» EXERCISE
Write the next part of the passage on Ductile Iron impact properties given below, starting after its last line and leaving the records that follow it aside.

» DOCUMENT
== == ==
Manganese, copper and nickel are some of the other major elements normally found in ferritic Ductile Iron. Manganese levels are kept low through dilution with high purity pig iron to avoid pearlite and carbide formation. The use of copper to strengthen low-silicon ferrite is precluded by its strong effect on transition temperature. A one per cent addition of copper will raise the transition temperature by 45oC (80oF). Nickel, which increases the transition temperature by only 10oC (20oF) for a 1 per cent addition, is the preferred ferrite strengthener for ferritic Ductile Irons requiring maximum low temperature toughness. Depending on its level, the pearlite stabilizing effect of the nickel may require an annealing treatment to ensure a fully ferritic matrix. Phosphorus, an impurity element in Ductile Iron, has a strong embrittling effect at levels as low as 0.02 per cent, see Figure 3.49.
Heat treatment, through its influence on microstructure, has a strong effect on impact properties. Figure 3.44 shows the effect on notched Charpy impact properties of the heat treatments described in Table 3.4. Subcritical annealing produced a fully ferritic, low strength structure with the highest upper shelf energy and the second lowest transition temperature. A special quench and temper treatment in which a low austenitizing temperature was used to produce a low carbon austenite, which was subsequently quenched and tempered, produced a superior combination of high strength and the low transition temperature. The normalized and tempered structure produced the poorest impact properties. When considering a material to obtain the best impact properties produced by the various heat treatments, it should be noted that the composition of the Ductile Iron used in the tests (shown at the bottom of Table 3.4) is "very poor". This material has high levels of phosphorus, silicon, chromium and manganese. The impace strength would be higher if the chemistry was improved.
*Analysis: 3.65% TC, 2.48% Si, 0.52% Mn, 0.65% P, 0.78% Ni, 0.08% Cr, 0.15% Cu
Table 3.4. Summary of heat treatments and tensile properties for the Ductile Iron samples used in Figure 3.44.
== == ==
» INFORMATION SUPPLIED
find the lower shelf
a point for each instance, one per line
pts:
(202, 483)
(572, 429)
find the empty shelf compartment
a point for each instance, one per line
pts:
== == ==
» TASK RESPONSE
Impact properties of ferritic Ductile Irons are influenced by both nodularity and nodule count. In Figure 3.45, notched Charpy energies in the upper shelf region decrease significantly with decreasing nodularity. Transition temperatures and lower shelf energies are not affected by graphite shape. Nodule count also has a significant influence on both upper shelf energy and transition temperature. Increasing the nodule count from 180/mm2 to 310/mm2 (Figure 3.46) causes a decrease in transition temperature of 40oC (70oF) and a 25 per cent decrease in upper shelf energy. The use of late inoculation to produce higher and more consistent nodule counts presents both the designer and foundryman with a dilema. Should upper shelf energies be sacrificed in order to obtain increased low temperature impact properties? The Charpy test is too imprecise and potentially erroneous to answer this question. Fracture mechanics may be required to determine the true contribution of nodule count to fracture toughness. Figure 3.48 suggests that increasing the nodule count from a low level, may improve fracture toughness when Ductile Irons exhibit brittle fracture behaviour.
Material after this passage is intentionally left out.